About this exercise |
From the data below, repeat exactly the lines from the line with "Query: sunlit tree trunk" to the line with "x=186 y=112", both included.

+===+

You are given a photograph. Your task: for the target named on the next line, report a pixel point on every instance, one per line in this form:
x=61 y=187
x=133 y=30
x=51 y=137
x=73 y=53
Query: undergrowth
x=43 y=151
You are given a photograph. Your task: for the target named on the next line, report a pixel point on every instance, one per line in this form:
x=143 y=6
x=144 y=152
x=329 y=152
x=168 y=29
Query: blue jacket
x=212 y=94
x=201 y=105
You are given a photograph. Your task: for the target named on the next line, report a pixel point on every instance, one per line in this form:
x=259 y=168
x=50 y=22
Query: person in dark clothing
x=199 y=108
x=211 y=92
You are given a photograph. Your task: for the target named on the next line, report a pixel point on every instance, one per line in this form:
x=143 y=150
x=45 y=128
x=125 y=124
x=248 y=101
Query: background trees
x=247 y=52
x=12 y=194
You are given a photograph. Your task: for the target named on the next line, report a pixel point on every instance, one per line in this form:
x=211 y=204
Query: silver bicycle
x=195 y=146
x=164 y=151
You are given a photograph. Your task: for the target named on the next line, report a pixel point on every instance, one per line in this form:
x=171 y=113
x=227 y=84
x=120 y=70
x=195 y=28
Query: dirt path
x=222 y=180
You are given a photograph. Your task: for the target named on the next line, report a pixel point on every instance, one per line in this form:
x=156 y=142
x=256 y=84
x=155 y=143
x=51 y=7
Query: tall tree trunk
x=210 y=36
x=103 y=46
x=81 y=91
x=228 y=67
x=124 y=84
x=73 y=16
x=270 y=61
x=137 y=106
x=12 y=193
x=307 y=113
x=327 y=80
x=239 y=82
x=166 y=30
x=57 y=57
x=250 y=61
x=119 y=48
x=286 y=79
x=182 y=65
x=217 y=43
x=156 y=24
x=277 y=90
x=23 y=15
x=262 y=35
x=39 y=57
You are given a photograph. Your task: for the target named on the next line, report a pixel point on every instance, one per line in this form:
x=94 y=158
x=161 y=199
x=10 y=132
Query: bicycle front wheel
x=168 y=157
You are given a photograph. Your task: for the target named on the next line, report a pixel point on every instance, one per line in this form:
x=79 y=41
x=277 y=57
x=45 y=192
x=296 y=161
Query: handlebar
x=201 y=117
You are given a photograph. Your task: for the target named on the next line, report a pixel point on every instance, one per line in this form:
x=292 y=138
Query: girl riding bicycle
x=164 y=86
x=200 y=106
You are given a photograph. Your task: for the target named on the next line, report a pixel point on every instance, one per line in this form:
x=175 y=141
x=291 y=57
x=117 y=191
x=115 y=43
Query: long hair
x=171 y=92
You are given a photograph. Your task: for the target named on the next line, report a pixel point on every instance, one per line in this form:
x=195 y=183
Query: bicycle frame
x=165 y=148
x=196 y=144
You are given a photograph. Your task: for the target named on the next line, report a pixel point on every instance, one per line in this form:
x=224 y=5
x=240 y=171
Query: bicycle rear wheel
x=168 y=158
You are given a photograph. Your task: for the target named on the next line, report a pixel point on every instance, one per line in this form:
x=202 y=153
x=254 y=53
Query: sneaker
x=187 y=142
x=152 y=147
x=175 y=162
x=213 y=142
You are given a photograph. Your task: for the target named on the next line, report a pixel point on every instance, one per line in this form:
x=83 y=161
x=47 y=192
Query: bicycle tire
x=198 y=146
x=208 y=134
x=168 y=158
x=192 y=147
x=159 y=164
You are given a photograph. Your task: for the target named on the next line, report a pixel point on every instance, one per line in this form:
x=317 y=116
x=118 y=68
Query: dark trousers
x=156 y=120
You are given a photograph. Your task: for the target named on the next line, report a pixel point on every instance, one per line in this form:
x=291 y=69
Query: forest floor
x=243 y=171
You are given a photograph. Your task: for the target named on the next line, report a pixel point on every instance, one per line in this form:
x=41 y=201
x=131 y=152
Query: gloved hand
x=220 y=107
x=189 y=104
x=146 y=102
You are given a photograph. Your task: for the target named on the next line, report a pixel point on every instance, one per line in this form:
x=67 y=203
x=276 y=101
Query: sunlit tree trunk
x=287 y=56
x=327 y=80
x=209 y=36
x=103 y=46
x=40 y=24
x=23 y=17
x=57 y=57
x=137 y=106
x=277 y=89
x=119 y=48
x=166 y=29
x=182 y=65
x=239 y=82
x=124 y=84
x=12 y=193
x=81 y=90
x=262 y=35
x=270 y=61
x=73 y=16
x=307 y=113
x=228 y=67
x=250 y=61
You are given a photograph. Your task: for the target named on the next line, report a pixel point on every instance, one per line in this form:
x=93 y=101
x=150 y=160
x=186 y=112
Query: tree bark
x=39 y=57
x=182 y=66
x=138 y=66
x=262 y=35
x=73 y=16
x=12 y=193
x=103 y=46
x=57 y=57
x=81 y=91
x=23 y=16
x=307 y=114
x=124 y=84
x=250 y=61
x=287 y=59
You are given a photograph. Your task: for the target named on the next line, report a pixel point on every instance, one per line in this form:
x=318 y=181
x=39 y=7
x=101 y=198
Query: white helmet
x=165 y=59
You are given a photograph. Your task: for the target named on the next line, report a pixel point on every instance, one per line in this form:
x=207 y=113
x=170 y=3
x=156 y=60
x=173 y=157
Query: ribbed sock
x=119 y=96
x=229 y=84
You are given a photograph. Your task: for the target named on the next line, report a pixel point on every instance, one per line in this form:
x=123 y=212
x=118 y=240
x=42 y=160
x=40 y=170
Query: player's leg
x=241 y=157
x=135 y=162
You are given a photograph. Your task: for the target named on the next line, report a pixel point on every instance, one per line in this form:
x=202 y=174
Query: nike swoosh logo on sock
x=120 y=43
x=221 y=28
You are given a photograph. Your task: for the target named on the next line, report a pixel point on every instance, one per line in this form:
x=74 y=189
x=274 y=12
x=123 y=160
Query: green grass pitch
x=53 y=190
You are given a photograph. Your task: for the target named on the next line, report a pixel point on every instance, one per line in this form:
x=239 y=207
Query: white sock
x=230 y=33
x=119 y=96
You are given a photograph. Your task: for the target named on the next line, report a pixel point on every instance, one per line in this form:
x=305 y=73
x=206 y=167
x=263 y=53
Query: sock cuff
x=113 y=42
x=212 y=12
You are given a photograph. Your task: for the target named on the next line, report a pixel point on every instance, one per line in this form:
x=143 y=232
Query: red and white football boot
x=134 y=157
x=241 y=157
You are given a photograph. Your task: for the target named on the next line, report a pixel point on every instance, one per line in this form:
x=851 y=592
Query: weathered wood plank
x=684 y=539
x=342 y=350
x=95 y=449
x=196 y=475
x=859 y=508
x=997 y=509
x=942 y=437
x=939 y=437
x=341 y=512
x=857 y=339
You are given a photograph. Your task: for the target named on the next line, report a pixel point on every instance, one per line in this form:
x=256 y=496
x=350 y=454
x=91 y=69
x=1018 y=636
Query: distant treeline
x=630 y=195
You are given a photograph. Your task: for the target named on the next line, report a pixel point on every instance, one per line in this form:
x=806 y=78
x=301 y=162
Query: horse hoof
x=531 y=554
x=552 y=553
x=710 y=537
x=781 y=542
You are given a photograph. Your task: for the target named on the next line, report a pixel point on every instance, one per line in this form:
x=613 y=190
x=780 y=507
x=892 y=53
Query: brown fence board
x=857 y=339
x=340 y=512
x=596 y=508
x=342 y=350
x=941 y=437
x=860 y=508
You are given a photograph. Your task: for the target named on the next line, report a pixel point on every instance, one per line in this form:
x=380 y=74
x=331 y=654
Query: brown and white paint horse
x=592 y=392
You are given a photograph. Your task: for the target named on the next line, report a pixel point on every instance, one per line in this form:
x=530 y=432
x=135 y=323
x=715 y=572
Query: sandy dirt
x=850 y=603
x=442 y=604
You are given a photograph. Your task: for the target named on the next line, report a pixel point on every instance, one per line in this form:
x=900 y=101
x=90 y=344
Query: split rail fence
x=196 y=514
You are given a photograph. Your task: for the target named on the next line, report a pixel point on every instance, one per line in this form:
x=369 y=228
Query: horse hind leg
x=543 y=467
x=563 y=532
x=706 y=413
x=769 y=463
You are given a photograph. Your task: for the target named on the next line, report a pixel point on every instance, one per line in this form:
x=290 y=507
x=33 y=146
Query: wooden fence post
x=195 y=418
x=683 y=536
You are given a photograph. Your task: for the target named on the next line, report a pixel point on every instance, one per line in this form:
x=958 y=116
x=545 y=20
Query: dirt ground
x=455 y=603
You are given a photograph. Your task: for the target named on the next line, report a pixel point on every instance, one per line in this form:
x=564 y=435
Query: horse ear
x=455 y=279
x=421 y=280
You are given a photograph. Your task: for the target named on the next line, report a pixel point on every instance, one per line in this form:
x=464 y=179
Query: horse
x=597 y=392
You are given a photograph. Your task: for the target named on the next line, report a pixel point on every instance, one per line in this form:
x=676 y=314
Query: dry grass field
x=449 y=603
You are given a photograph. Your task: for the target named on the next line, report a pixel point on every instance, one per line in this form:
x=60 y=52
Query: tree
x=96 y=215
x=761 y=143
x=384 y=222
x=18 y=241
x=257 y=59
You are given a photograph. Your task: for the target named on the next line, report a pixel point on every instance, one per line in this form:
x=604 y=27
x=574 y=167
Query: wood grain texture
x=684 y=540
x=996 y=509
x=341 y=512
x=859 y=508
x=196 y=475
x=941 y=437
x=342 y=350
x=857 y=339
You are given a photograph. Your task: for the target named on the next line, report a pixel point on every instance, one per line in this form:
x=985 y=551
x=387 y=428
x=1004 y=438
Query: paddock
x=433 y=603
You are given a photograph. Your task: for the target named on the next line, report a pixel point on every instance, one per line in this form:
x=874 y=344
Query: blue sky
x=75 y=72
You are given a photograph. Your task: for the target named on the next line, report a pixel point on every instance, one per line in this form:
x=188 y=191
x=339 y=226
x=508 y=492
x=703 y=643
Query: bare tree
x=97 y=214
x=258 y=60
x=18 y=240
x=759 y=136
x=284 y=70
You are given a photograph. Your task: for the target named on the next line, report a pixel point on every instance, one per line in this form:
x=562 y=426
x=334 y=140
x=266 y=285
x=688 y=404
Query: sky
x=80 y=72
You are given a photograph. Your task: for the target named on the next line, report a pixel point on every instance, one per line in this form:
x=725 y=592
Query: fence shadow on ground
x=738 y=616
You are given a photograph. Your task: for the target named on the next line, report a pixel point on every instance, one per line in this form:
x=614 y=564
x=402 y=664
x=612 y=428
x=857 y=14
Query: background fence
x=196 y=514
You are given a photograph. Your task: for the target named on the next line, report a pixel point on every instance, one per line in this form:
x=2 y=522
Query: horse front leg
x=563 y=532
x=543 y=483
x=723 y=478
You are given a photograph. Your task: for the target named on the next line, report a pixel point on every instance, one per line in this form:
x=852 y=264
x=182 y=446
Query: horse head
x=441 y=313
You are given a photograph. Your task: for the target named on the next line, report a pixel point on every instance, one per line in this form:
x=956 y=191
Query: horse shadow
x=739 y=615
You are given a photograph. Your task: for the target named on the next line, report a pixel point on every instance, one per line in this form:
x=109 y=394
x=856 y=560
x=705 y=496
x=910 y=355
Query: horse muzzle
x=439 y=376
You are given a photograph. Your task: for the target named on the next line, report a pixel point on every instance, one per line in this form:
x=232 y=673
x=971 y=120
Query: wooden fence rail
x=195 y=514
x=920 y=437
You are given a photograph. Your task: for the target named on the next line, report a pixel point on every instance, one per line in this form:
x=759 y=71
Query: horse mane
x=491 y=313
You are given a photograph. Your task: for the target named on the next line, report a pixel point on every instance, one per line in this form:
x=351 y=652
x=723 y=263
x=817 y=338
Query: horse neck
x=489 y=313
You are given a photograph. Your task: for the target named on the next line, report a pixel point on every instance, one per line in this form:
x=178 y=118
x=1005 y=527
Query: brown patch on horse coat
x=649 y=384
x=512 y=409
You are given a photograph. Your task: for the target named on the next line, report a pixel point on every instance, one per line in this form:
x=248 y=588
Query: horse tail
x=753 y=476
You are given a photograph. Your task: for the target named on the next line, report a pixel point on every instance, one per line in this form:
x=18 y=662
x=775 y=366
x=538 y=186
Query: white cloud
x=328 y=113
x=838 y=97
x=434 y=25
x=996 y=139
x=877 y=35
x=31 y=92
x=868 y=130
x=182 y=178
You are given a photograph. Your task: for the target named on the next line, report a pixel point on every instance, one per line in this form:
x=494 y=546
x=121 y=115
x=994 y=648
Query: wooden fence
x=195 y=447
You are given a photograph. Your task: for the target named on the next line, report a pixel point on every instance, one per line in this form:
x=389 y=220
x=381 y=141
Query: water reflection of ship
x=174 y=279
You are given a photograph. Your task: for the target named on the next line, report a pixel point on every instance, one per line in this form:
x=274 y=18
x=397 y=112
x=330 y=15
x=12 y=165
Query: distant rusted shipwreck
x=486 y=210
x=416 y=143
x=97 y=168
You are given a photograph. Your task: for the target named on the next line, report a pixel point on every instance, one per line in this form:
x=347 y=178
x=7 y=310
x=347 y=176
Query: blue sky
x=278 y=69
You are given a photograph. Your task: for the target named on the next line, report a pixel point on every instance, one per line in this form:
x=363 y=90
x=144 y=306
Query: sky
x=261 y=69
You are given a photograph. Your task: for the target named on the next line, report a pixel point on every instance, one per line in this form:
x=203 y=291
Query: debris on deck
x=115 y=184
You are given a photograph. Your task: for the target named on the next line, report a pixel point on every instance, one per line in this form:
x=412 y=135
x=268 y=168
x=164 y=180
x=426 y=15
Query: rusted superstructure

+===+

Result of the task |
Query: sunlit tree trunk
x=287 y=56
x=327 y=80
x=209 y=36
x=103 y=46
x=40 y=24
x=23 y=17
x=57 y=57
x=137 y=106
x=277 y=89
x=119 y=48
x=166 y=29
x=182 y=65
x=239 y=82
x=124 y=84
x=12 y=193
x=81 y=90
x=262 y=35
x=270 y=61
x=73 y=16
x=307 y=113
x=228 y=67
x=250 y=61
You are given a photograph. Your task: for the target named on the next line, report a pixel point on every instance, one per line in this form:
x=93 y=101
x=150 y=160
x=186 y=112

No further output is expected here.